*Material provided:*

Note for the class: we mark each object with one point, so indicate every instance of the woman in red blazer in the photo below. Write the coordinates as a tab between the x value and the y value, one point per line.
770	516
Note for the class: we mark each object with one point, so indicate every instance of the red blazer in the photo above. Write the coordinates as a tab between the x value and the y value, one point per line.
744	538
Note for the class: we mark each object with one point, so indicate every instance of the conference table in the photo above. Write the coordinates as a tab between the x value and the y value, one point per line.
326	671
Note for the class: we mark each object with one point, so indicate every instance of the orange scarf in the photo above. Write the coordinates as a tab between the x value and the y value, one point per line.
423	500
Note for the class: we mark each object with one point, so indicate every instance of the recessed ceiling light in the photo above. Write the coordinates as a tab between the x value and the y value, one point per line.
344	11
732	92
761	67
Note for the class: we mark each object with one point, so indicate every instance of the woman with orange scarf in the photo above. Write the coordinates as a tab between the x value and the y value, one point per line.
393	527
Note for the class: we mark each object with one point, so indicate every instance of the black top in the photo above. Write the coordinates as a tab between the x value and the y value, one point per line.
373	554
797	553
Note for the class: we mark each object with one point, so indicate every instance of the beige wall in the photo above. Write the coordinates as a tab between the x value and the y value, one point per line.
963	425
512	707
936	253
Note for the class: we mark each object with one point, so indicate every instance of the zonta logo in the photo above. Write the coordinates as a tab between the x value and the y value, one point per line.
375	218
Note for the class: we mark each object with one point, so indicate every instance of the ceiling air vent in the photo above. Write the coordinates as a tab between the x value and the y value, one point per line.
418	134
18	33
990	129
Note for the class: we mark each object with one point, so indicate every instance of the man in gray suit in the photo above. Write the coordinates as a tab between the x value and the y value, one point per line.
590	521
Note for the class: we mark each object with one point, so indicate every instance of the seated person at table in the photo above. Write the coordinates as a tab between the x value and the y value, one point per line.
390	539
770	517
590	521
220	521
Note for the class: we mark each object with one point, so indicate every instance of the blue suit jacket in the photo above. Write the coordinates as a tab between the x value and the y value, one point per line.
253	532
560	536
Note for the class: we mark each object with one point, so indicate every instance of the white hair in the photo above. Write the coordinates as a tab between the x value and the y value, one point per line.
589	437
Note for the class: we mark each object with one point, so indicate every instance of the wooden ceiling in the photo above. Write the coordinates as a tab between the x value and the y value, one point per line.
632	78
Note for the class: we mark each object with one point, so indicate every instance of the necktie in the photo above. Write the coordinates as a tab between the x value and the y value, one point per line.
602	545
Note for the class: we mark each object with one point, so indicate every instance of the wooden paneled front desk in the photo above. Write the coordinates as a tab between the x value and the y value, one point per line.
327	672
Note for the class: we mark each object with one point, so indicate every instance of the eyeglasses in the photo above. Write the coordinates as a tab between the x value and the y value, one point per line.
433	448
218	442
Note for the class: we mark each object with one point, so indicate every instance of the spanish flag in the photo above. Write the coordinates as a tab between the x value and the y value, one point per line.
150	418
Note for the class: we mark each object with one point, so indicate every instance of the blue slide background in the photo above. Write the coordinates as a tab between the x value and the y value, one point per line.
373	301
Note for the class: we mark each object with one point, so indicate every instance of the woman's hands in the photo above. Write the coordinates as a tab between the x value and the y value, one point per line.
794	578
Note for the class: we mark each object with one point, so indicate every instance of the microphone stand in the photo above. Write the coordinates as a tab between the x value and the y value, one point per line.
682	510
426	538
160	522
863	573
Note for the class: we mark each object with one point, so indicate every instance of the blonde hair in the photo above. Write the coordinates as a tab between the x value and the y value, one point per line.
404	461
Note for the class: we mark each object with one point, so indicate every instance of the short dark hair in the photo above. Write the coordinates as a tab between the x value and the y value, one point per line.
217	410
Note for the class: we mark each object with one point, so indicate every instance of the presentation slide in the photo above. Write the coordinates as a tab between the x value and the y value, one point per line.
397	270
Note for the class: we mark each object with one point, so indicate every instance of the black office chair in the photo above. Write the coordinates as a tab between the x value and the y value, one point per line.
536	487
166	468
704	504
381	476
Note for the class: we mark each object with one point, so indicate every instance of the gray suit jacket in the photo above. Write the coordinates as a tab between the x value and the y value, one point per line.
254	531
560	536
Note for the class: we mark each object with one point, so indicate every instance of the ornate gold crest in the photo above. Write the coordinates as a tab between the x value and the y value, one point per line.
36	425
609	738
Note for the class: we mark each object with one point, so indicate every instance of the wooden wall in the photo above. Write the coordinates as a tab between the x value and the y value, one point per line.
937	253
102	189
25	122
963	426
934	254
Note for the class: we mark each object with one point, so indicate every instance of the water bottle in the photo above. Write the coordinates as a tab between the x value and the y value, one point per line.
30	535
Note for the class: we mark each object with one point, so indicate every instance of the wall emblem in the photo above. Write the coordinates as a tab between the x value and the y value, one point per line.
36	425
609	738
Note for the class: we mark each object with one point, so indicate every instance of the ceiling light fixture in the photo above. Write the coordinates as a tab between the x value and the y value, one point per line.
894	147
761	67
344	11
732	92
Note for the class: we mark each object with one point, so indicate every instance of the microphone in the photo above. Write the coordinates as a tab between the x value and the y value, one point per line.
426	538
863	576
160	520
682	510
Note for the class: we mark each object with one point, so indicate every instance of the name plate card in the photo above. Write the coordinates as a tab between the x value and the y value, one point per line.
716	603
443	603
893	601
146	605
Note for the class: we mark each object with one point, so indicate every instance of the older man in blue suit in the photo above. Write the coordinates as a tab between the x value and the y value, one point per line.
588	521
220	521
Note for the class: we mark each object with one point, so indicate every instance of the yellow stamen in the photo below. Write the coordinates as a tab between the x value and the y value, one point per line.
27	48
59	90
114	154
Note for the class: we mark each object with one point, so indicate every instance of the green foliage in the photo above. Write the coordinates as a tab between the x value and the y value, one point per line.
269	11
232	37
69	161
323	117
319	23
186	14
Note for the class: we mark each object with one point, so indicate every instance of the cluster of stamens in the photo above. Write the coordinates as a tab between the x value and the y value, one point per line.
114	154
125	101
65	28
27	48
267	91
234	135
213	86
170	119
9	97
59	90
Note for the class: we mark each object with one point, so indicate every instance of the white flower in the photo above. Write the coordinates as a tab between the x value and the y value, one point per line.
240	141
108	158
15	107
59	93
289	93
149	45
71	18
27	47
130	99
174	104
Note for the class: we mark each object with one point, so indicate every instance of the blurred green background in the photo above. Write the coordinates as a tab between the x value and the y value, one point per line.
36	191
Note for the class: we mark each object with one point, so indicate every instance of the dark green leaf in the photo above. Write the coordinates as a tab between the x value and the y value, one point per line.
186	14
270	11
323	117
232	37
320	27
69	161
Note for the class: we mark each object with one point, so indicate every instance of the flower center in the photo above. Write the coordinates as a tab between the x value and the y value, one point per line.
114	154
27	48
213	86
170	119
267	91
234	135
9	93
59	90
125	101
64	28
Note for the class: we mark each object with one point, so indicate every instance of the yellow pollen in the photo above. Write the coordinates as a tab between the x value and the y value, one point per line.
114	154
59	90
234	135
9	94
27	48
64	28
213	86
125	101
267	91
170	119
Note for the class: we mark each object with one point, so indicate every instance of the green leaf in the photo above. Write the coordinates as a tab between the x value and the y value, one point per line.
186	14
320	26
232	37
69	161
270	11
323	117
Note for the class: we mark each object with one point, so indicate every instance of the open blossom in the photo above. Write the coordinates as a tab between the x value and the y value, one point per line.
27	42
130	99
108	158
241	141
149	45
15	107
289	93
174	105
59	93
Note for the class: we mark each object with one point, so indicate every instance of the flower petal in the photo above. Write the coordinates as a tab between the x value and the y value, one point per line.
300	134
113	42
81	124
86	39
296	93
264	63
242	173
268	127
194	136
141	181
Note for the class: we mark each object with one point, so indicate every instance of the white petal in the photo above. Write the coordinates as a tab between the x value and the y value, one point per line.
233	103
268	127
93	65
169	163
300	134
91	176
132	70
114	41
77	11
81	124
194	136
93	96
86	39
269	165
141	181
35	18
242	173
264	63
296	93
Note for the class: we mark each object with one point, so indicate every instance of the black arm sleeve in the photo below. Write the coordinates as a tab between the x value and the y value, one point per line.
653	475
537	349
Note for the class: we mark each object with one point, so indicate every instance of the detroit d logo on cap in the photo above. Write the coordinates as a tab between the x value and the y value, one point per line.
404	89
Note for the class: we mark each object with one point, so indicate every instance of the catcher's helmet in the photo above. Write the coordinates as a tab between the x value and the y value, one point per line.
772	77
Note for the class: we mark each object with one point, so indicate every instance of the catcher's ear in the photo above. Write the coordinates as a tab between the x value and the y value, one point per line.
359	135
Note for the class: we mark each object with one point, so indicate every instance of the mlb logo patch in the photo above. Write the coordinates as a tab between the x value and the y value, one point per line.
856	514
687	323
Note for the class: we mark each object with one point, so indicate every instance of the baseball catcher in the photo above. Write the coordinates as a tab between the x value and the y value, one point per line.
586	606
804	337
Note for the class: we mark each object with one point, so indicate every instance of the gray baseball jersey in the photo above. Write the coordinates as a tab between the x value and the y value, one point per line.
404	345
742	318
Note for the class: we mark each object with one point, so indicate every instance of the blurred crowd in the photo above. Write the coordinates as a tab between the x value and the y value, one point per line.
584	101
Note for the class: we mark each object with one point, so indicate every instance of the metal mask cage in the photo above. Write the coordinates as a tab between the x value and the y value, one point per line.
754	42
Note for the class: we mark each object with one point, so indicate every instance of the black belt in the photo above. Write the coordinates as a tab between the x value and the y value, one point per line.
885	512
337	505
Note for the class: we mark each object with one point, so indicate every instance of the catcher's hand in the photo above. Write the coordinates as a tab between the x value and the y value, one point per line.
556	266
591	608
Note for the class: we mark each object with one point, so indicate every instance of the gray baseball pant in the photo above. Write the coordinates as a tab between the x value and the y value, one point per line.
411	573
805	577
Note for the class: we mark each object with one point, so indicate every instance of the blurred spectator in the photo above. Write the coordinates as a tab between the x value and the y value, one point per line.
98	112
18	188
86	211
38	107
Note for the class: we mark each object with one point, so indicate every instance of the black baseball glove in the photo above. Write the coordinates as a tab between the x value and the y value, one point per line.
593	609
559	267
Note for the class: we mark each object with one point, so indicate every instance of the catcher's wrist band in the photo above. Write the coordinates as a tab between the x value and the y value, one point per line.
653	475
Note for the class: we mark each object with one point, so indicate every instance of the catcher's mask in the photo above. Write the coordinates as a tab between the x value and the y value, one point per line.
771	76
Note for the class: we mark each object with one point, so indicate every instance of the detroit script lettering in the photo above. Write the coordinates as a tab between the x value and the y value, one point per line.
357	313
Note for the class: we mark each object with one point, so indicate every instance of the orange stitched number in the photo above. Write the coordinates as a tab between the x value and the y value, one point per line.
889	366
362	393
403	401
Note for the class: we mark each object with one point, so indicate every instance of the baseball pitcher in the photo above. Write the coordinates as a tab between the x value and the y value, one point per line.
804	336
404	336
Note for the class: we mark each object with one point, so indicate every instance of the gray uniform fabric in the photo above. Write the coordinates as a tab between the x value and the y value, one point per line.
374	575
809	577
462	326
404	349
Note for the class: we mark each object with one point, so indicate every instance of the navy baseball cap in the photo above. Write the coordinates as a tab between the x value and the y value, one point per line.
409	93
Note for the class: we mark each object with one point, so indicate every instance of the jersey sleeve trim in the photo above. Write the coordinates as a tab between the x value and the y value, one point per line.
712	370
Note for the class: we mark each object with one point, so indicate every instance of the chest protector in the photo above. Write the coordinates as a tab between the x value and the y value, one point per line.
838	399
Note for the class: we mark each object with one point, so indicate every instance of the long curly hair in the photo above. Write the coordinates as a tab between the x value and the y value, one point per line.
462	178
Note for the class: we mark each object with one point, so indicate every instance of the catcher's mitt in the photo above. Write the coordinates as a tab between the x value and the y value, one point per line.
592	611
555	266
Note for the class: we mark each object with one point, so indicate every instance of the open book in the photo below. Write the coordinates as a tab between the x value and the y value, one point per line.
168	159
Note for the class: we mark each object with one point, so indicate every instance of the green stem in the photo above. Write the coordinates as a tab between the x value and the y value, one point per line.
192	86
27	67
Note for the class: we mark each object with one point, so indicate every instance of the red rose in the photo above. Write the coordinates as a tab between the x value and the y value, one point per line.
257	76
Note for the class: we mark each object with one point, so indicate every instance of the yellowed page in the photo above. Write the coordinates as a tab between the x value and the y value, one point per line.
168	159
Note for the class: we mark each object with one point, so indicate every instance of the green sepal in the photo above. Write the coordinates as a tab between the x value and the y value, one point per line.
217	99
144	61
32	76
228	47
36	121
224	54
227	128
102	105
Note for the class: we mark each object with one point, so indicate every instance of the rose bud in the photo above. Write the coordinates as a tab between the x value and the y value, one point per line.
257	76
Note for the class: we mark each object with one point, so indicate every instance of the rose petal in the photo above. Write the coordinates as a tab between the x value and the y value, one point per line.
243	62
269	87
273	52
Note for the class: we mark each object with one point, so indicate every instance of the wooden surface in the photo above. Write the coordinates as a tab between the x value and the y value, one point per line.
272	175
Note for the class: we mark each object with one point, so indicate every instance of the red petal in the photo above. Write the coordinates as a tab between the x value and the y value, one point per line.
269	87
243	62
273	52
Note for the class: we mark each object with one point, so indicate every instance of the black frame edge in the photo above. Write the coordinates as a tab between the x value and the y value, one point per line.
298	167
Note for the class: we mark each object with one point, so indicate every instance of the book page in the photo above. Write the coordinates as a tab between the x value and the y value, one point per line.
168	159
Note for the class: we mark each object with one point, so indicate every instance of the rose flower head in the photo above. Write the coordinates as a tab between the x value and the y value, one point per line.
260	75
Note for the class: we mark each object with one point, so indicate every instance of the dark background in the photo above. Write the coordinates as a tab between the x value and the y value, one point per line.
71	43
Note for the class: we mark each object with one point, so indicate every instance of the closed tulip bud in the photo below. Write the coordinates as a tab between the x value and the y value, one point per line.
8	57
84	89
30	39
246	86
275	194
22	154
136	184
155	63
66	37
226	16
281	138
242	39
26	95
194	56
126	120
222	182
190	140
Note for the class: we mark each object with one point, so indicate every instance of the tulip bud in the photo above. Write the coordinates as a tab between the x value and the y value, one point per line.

*Exercise instructions:* In the listing above, find the line containing "of the closed", then reproduce it and each line after it through the end, exactly and with nothing added.

*Solution to this exercise:*
Note for the class: we mark each object with one point, so indicate every instance of the closed tulip bud in the photo below. Write the coordinates as a tab between the x value and the y value, one point per line.
8	57
84	89
30	39
246	86
275	194
22	154
136	184
155	63
66	37
226	16
281	138
242	39
26	95
194	56
126	120
222	182
190	140
Note for the class: we mark each object with one point, so indicate every instance of the tulip bud in the photo above. Write the coordinates as a tab between the x value and the y value, one point per line.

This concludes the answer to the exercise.